# PROBLEM
Every entry should be given again exactly, with nothing dropped.

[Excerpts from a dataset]
----

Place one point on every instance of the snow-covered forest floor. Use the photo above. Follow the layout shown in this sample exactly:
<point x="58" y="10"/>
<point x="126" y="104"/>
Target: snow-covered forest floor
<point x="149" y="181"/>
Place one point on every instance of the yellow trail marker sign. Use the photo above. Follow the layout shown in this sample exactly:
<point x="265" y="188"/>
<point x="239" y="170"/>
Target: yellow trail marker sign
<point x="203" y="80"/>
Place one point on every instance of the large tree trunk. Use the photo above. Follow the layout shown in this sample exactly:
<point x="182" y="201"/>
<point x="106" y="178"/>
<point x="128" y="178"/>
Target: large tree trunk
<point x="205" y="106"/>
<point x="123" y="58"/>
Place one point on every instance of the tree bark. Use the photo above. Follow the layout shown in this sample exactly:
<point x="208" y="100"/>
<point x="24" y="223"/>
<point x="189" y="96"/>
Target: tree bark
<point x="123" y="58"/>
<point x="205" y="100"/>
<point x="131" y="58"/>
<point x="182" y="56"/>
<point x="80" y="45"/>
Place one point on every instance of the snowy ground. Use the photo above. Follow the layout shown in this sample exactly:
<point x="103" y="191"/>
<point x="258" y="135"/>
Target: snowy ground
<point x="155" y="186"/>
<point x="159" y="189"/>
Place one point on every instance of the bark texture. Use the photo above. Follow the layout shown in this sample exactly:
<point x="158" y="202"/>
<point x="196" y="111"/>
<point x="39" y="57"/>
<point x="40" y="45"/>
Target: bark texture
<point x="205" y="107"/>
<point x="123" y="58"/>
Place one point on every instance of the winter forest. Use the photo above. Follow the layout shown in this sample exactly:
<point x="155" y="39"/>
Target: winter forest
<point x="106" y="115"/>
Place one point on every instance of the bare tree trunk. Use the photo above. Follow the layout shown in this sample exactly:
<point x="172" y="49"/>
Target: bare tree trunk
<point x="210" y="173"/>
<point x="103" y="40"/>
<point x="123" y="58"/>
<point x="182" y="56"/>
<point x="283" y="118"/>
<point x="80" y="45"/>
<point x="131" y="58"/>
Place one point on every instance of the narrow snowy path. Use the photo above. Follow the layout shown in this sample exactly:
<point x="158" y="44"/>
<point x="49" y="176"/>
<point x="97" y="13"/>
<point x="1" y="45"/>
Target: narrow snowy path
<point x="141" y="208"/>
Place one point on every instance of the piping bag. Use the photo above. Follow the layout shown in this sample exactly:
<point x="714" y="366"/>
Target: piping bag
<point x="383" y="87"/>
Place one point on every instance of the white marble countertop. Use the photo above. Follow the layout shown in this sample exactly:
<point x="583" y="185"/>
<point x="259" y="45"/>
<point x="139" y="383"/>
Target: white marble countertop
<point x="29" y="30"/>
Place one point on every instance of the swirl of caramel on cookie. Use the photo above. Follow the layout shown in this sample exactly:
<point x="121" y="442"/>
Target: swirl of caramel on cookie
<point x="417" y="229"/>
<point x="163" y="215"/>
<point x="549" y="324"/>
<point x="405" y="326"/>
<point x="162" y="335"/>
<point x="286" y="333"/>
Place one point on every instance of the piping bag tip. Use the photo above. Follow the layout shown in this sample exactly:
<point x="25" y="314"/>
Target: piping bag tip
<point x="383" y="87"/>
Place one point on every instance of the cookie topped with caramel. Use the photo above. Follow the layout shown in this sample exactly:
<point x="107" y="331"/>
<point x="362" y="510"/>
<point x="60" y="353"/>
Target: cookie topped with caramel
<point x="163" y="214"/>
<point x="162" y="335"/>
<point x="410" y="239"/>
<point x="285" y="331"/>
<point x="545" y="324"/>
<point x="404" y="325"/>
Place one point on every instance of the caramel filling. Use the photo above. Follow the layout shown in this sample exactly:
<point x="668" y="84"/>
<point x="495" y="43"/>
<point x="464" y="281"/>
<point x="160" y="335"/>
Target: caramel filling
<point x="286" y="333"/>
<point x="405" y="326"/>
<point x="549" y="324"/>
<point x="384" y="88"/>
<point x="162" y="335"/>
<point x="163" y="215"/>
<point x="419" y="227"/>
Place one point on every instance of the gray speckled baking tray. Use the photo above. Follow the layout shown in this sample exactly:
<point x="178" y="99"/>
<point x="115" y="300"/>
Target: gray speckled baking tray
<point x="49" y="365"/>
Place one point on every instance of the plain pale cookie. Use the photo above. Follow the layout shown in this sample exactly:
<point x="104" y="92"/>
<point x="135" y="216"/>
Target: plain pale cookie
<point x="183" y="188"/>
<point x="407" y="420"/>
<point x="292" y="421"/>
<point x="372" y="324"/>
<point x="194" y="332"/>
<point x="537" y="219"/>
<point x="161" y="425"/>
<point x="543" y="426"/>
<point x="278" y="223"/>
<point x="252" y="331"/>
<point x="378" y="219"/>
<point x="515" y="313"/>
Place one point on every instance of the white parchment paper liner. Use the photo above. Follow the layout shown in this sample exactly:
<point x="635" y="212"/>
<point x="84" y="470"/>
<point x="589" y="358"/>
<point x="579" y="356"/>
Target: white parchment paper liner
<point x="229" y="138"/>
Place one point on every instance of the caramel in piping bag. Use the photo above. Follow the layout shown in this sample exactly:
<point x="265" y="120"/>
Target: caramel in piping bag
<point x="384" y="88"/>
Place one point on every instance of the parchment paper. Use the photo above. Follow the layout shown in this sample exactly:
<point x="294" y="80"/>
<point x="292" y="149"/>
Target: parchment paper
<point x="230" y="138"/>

----

# RESPONSE AREA
Place one point on every instance of the snow-covered forest floor. Use the photo above. Follow the layout shown in this sample exactly:
<point x="58" y="10"/>
<point x="126" y="104"/>
Target: snow-covered forest floor
<point x="149" y="181"/>
Place one point on every instance of the yellow trail marker sign. Use the photo above. Follow the layout shown in this sample exactly:
<point x="265" y="188"/>
<point x="239" y="170"/>
Target: yellow trail marker sign
<point x="203" y="80"/>
Place one point on every instance of the large tree trunk. Use the photo above. Follow the layout shown in this sample exactly:
<point x="182" y="201"/>
<point x="106" y="178"/>
<point x="128" y="178"/>
Target: large tree trunk
<point x="205" y="106"/>
<point x="123" y="58"/>
Place one point on every instance of the tree bark. Use the photo above. Follow the layout shown in this sample exactly:
<point x="208" y="100"/>
<point x="24" y="223"/>
<point x="189" y="96"/>
Target: tree bark
<point x="123" y="58"/>
<point x="205" y="100"/>
<point x="131" y="58"/>
<point x="182" y="56"/>
<point x="80" y="45"/>
Place one point on every instance of the snowy ground. Use the photo above. Follow the layout shown in this sample exactly:
<point x="103" y="191"/>
<point x="258" y="135"/>
Target: snowy ground
<point x="155" y="186"/>
<point x="159" y="189"/>
Place one point on every instance of the bark texture. Use the photo above. Follow the layout shown in this sample exactly:
<point x="158" y="202"/>
<point x="196" y="111"/>
<point x="39" y="57"/>
<point x="40" y="45"/>
Target: bark texture
<point x="205" y="107"/>
<point x="123" y="58"/>
Place one point on every instance of the winter forest. Use the photo above. Follow the layout shown in this sample exactly:
<point x="155" y="39"/>
Target: winter forest
<point x="106" y="115"/>
Place one point on every instance of the bare tree trunk. Use the photo above. Follow the layout shown in this sample exactly:
<point x="172" y="49"/>
Target: bare tree trunk
<point x="210" y="173"/>
<point x="103" y="40"/>
<point x="123" y="58"/>
<point x="182" y="56"/>
<point x="283" y="118"/>
<point x="80" y="45"/>
<point x="131" y="58"/>
Place one point on every instance of the narrow snowy path. Use the photo above. Follow the layout shown in this sample exactly:
<point x="158" y="44"/>
<point x="49" y="176"/>
<point x="97" y="13"/>
<point x="1" y="45"/>
Target: narrow snowy path
<point x="141" y="208"/>
Place one point on every instance of the piping bag. Use the photo above. Follow the layout shown in this sample exactly:
<point x="714" y="366"/>
Target: piping bag
<point x="383" y="87"/>
Place one point on every instance of the white marble countertop. Use the photo above. Follow the layout shown in this sample exactly:
<point x="583" y="185"/>
<point x="259" y="45"/>
<point x="139" y="383"/>
Target: white marble countertop
<point x="29" y="30"/>
Place one point on every instance of the swirl of caramel on cookie. Use the photo above. Follow the layout shown in this sample exactly:
<point x="121" y="442"/>
Target: swirl of caramel on cookie
<point x="417" y="229"/>
<point x="163" y="215"/>
<point x="549" y="324"/>
<point x="405" y="326"/>
<point x="162" y="335"/>
<point x="286" y="333"/>
Place one point on every instance of the piping bag tip. Use the photo above. Follow the layout shown in this sample exactly:
<point x="25" y="314"/>
Target: piping bag tip
<point x="383" y="87"/>
Place one point on every instance of the cookie topped with caramel. Use the photo above. Follow the layout shown in this sample exactly:
<point x="107" y="331"/>
<point x="362" y="510"/>
<point x="60" y="353"/>
Target: cookie topped with caramel
<point x="163" y="214"/>
<point x="162" y="335"/>
<point x="410" y="239"/>
<point x="285" y="331"/>
<point x="545" y="324"/>
<point x="404" y="325"/>
Place one point on every instance of the caramel filling. Use the photo above. Follow the layout shown in this sample exactly:
<point x="668" y="84"/>
<point x="495" y="43"/>
<point x="464" y="281"/>
<point x="160" y="335"/>
Target: caramel filling
<point x="286" y="333"/>
<point x="405" y="326"/>
<point x="549" y="324"/>
<point x="384" y="88"/>
<point x="162" y="335"/>
<point x="163" y="215"/>
<point x="419" y="227"/>
Place one point on every instance of the gray speckled baking tray. Use the photo above. Follow the layout shown in this sample exactly:
<point x="178" y="99"/>
<point x="115" y="300"/>
Target: gray speckled baking tray
<point x="49" y="365"/>
Place one point on every instance of the plain pale cookie. Use the photo above. Follow the layout shown in this sample exactly:
<point x="104" y="92"/>
<point x="135" y="216"/>
Target: plain pale cookie
<point x="183" y="188"/>
<point x="407" y="420"/>
<point x="292" y="421"/>
<point x="372" y="324"/>
<point x="194" y="332"/>
<point x="537" y="219"/>
<point x="161" y="425"/>
<point x="543" y="426"/>
<point x="278" y="223"/>
<point x="252" y="331"/>
<point x="378" y="219"/>
<point x="515" y="313"/>
Place one point on every instance of the white parchment paper liner. Use the photo above. Follow the layout shown in this sample exactly:
<point x="635" y="212"/>
<point x="84" y="470"/>
<point x="589" y="358"/>
<point x="579" y="356"/>
Target: white parchment paper liner
<point x="229" y="138"/>
Place one point on every instance of the caramel in piping bag. Use the photo above. Follow the layout shown in this sample exactly:
<point x="265" y="120"/>
Target: caramel in piping bag
<point x="384" y="88"/>
Place one point on every instance of the parchment paper. Use the photo above. Follow the layout shown in this sample exactly:
<point x="294" y="80"/>
<point x="292" y="149"/>
Target: parchment paper
<point x="230" y="138"/>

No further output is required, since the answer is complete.